==== Texte fourni

# KaRiNe_Fr : 3011...and counting



## LV4-26

Hmm...Hmmm... Essai de micro...Bon, ça marche...(froissements de papier)...

Ma chère KaRiNe, ce n'est pas sans une certaine émotion que je viens ici te présenter mes plus sincères félicitations pour l'œuvre accomplie jusqu'à aujourd'hui. Mes camarades et moi-même sommes authentiquement ravis de nous voir tous réunis ici, en ce jour radieux, pour célébrer tes nombreuses qualités de forera. C'est pourquoi, au nom des WR forums et en vertu des pouvoirs qui me sont conférés, je te fais Chevalier dans l'ordre des trois mille posts. (smak - smak). Puisse ce jour béni marquer l'aube d'une nouvelle ère dans les relations entre nous deux pays. (Zut, c'est quoi cette feuille-là ?)

Joyeux postiversaire !!!​


----------



## Calamitintin

Du haut de ma petite centaine de posts, j'admire également l'exploit  Il va falloir que je poste encore 30 fois pareil pour t'atteindre, et, heu, alors attends, t'as quelques années de plus que moi, donc ça me fait plein de posts par an, moins les 100 déjà faits, soit...ah mais non j'ai pas pris en compte le carré de l'hypoténuse ; et comme l'âge du capitaine est également une variable, heu...Mouais...nan nan, je me suis pas perdue toute seule. C'est même pas vrai  BREF ! Continue de loutrer et je te rattraperai jamais


----------



## Nunty

View attachment 3782

et merci de tout cœur !​


----------



## Gévy

Couac? Qu'est-ce qui se passe ? Ohhhhhhhh, on peut dire que tu as la langue bien pendue, Karine, jijiji... (tu reconnaîtras ici ma façon de ricanner bêtement, avec l'accent espagnol).

Bon quoi, où sont la fête, le champagne, les guirlandes et les petits trucs bons à grignoter, que je me grouille d'arriver avant que tout le monde se soit baffré ?

========
==== Documents sources

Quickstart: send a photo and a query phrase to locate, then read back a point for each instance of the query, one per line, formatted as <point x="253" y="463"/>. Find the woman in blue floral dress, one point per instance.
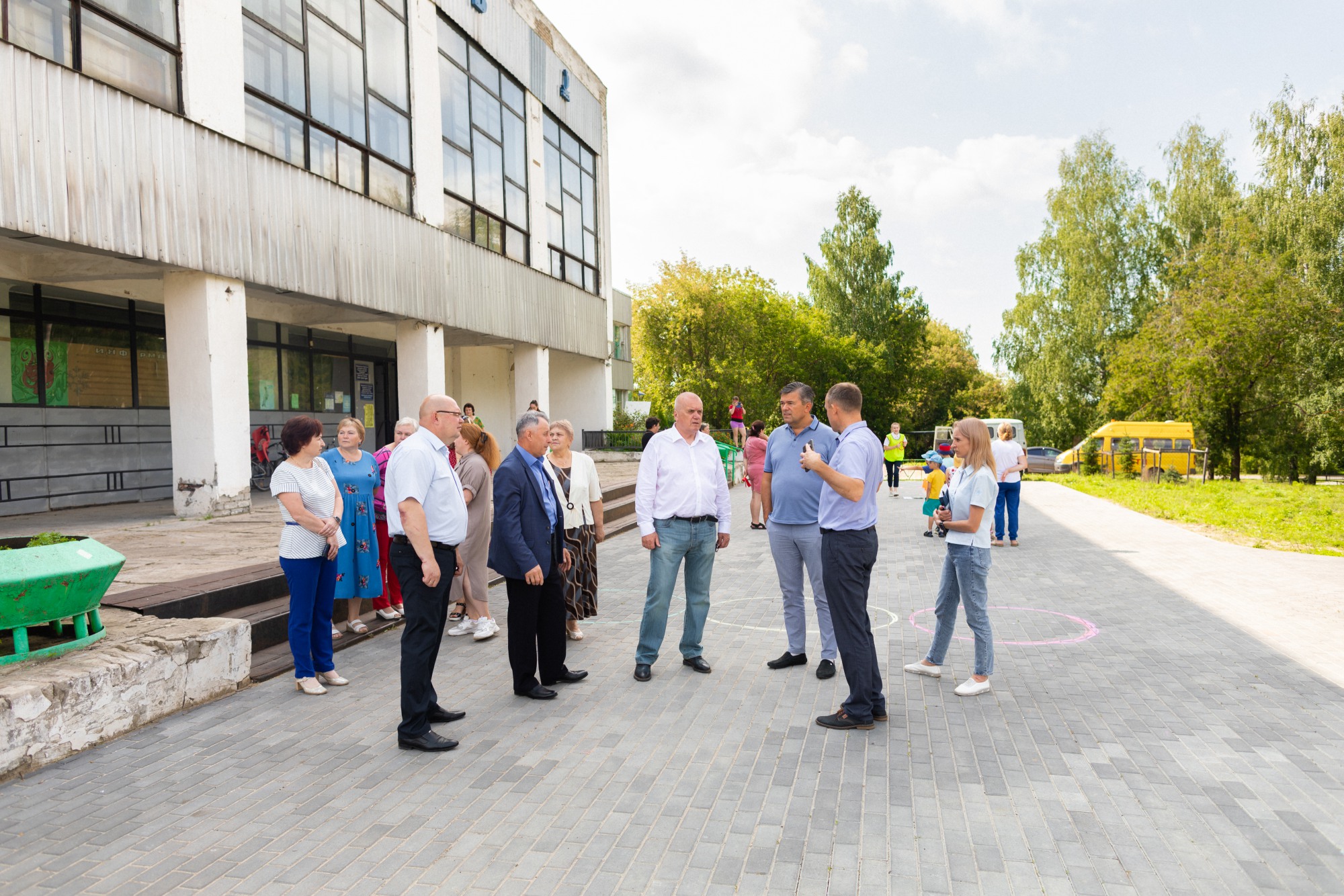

========

▸ Énoncé du problème: Mettez à jour le passage du fil de félicitations qui commence à « Bon quoi, où » et se termine à « soit baffré ? », puis recopiez-le en remplaçant « champagne » par « cidre ».

▸ Réponse attendue:
Bon quoi, où sont la fête, le cidre, les guirlandes et les petits trucs bons à grignoter, que je me grouille d'arriver avant que tout le monde se soit baffré ?